Monday, April 5, 2010
Tears are the biggest change in me since I lost my uterus. Despite the fact that I still have my ovaries and therefore have no viable excuse for the waterworks, the floodgates are open and I have cried more in the last month than I have in the last ten years. Perhaps the tears come because I am pain free and can finally relax, release my grip on the safety bar that has kept me from jumping out of the car and onto the tracks of my decrepit carnival ride of life. Or maybe I'm just losing my mind.
Not to belabor the point but pain has been a constant companion since my teen years. Pain that didn't make sense, that was too large for diagnosis, pain that caused me to stop asking questions because there were no answers and doctors tend to get annoyed with patients who keep complaining. I had the first surgery on my reproductive organs when I was seventeen years old. Then, despite the fact that I was told I might have trouble getting pregnant, I managed to do it seven times. Each pregnancy had complications that weren't easily explained, or, unfortunately for the fetus, survivable 43% of the time, but my body insisted on being fertile despite all attempts at contraception. Go figure. The ovaries worked fine but the uterus didn't always cooperate.

> [ACTIVITY]:
Continue the April 5, 2010 post about tears and pain after losing a uterus, picking up after its last sentence, "The ovaries worked fine but the uterus didn't always cooperate."

> [Dataset entries]:
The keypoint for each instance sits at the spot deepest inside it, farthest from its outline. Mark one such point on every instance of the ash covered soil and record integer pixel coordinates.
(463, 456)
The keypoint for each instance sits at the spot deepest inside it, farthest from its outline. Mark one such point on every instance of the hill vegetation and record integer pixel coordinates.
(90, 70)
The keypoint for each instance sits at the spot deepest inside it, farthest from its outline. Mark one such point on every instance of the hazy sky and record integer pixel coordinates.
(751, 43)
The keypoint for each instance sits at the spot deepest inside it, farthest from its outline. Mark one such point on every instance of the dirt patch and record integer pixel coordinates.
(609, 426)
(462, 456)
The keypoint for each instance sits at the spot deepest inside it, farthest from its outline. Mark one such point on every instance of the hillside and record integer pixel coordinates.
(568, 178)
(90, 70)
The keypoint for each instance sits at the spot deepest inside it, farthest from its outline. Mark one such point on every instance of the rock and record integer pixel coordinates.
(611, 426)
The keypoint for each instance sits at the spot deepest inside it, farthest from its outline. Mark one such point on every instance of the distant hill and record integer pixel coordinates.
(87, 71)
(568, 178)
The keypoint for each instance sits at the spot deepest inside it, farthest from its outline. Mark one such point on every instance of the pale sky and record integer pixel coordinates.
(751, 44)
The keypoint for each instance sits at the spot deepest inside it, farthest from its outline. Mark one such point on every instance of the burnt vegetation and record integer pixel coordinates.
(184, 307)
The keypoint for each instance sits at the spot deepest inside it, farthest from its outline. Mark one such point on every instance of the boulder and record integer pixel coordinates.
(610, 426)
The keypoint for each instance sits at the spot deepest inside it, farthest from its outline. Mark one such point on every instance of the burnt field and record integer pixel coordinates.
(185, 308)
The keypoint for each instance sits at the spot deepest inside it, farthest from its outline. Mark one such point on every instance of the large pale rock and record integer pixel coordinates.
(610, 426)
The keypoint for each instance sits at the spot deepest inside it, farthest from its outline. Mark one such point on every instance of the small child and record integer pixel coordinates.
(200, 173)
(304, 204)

--

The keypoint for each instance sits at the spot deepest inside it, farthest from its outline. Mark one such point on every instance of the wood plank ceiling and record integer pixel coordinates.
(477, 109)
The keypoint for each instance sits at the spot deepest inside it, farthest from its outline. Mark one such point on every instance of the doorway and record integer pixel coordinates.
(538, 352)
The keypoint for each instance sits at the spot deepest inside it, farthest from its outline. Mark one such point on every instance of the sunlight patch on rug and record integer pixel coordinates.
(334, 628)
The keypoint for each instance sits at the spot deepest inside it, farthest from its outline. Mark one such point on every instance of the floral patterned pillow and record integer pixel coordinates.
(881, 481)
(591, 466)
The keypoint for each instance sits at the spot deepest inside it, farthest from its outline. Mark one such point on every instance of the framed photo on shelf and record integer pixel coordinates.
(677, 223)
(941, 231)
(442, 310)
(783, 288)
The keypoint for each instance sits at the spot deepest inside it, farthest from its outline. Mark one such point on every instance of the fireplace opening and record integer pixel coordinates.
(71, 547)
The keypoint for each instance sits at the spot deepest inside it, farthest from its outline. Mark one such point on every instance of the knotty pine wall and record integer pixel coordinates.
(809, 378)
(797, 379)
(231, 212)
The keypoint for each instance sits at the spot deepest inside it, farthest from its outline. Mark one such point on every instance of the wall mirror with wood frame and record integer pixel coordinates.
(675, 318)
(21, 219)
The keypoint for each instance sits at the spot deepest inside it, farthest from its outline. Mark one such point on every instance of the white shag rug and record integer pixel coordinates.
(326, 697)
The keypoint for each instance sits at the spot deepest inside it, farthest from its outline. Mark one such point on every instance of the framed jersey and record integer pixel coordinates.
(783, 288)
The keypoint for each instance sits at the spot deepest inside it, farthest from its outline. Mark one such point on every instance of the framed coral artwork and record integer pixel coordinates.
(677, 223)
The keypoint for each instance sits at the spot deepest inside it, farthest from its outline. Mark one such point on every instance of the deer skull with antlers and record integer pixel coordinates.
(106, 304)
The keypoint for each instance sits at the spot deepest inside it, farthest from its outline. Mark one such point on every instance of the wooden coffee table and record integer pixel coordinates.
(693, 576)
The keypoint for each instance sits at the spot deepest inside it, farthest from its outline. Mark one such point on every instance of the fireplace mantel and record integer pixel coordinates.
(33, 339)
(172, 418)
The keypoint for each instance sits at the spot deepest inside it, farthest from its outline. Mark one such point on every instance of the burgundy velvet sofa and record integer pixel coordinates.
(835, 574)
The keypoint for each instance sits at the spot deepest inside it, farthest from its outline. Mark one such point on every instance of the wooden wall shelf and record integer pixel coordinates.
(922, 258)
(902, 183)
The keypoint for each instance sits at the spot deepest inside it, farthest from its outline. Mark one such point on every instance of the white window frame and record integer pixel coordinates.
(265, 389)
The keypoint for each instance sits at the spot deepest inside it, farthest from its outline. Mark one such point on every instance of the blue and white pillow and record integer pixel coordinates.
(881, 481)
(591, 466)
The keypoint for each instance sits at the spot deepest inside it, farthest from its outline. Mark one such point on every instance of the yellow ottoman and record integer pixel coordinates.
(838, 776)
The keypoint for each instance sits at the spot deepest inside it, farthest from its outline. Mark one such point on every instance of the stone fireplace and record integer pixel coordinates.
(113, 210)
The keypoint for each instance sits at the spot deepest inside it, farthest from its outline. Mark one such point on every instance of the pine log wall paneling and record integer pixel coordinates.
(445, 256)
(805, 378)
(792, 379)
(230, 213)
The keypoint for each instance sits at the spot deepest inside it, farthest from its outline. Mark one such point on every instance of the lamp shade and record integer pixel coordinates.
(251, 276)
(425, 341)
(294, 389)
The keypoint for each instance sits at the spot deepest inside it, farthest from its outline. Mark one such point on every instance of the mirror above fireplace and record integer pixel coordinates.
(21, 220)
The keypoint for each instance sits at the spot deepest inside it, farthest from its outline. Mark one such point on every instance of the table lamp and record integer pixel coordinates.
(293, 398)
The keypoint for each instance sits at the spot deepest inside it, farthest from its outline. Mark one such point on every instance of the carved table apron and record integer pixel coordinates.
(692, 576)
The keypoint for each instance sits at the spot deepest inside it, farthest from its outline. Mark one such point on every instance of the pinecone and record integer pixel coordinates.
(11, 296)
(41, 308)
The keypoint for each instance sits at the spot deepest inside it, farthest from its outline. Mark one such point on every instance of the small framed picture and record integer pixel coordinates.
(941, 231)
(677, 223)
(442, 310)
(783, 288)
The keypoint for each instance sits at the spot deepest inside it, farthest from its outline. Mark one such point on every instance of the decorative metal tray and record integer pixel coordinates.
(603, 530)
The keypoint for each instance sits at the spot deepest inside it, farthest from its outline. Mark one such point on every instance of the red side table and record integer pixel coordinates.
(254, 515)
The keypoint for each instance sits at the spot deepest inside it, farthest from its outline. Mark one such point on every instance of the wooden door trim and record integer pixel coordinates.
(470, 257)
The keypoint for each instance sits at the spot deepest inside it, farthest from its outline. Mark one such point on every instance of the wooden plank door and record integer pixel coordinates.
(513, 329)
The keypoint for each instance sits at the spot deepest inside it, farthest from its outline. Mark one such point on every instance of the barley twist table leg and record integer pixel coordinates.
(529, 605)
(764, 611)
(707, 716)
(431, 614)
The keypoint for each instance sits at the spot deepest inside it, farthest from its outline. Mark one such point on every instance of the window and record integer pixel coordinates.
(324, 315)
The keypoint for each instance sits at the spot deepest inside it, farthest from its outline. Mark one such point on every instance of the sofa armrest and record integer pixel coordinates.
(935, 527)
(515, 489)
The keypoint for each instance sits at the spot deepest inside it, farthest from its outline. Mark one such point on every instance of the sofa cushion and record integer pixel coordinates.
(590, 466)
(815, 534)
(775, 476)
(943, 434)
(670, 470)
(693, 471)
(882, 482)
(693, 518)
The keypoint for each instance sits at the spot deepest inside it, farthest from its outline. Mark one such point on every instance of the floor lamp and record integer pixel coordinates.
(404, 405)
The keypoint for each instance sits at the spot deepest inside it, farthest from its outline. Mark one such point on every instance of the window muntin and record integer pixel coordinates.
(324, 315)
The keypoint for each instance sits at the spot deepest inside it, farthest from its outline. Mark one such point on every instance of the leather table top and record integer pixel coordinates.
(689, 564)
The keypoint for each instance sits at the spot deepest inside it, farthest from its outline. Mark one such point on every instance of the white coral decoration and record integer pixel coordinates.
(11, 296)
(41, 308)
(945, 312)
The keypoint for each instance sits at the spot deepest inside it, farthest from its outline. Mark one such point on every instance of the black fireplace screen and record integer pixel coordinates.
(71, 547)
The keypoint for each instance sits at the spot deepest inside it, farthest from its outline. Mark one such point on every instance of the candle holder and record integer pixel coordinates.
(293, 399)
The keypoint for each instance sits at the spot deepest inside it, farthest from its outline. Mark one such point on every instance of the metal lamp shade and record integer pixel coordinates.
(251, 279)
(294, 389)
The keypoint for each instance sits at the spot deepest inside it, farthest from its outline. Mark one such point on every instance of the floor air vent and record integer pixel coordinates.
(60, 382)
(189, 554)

> [EXPECTED ANSWER]:
For thirty years I have felt as though there was an enemy living within me but finally it is gone. The pathology report shows that there was indeed something wrong, pockets of endometrial tissue growing within the uterine muscle, that possibly explains a lot of my history. Or possibly not. I will never truly know. But, now that the uterus is finally gone, there is an empty spot in my abdomen that seems to be filling with joy, and releasing, inexplicitly, a flood of tears.